_Goal of the exercise_
Please reproduce the data exactly and omit the pictures.

┌──

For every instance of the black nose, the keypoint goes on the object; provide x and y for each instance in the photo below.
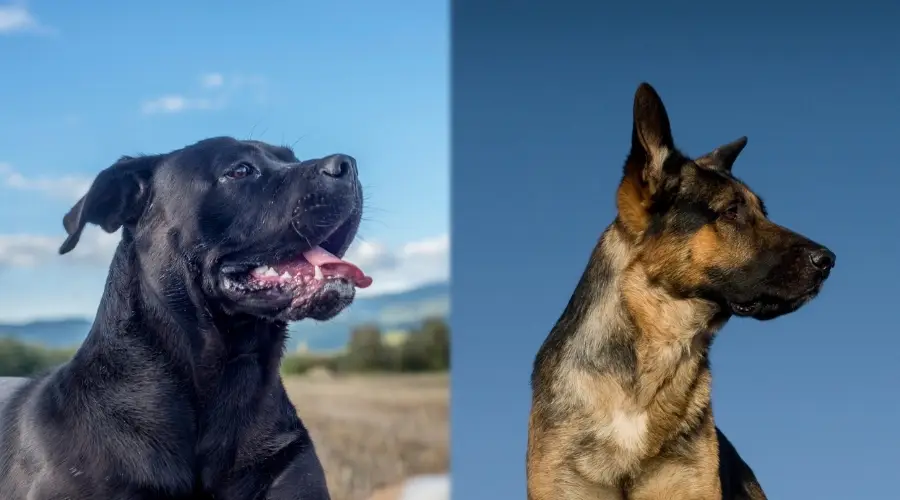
(822, 259)
(338, 166)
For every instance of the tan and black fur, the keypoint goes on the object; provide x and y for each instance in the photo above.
(621, 386)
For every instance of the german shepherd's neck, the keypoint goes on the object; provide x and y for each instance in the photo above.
(648, 346)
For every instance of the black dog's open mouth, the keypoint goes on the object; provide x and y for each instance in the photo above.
(302, 277)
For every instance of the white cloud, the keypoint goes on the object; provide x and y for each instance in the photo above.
(15, 18)
(170, 104)
(393, 269)
(33, 251)
(412, 265)
(216, 92)
(65, 187)
(212, 80)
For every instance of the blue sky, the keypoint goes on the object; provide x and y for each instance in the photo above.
(543, 122)
(84, 84)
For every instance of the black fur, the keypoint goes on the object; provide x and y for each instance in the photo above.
(176, 393)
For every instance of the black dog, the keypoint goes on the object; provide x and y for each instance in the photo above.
(176, 393)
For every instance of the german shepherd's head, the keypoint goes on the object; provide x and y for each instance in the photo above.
(702, 233)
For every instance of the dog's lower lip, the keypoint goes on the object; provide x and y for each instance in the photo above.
(745, 309)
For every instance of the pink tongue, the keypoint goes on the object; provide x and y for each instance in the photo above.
(318, 256)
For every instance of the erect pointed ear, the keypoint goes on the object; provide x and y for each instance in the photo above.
(723, 157)
(651, 136)
(651, 145)
(116, 197)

└──

_Exercise output_
For every instance of the black nose, the keypoint goes on the object; provide x and y for each instance in the photo below.
(822, 259)
(338, 166)
For every instance of the tan and black fur, the keypoint goes on the object; provide x and y for each instance in the photo above.
(621, 386)
For every instance of the german shepherd's neck, the keypoint goes on the object; provide x and y for each instance in the photo above.
(648, 346)
For every instance of the black dog's open mouth, the keypoint goes on the object; provide x and y for each instance in the photo above.
(302, 277)
For every instance of the white cloud, the keypoint goes on the object; provide x and y for each instance in the photo above.
(15, 18)
(170, 104)
(393, 269)
(33, 251)
(412, 265)
(216, 92)
(65, 187)
(212, 80)
For every instance of the blue sky, the keypoint goes on the object; provide x and y for each instance in the photo above.
(543, 122)
(84, 84)
For every instance of the black fur, the keypoint goes on the object; provide x and y for each instance in the photo above.
(176, 393)
For every instance of the black dog, the keypoint goes on the object; provide x and y for each instance in the photo above.
(176, 393)
For every instance of the german shepherd's head, the keypoint goes on the object; provide x and y for each instance in the photo above.
(702, 233)
For every instance of the dog's lower lip, the keypoint goes on the object; provide x and y for each instance in the photo above.
(745, 309)
For every instance of the pink tongue, the keypoint goes on the object; provide x and y for each instance in the photo above.
(318, 256)
For every instance of the erect pointed ear, the keypoint goes on the object; provide x and y for each instance in the photo above.
(723, 157)
(651, 136)
(651, 145)
(116, 197)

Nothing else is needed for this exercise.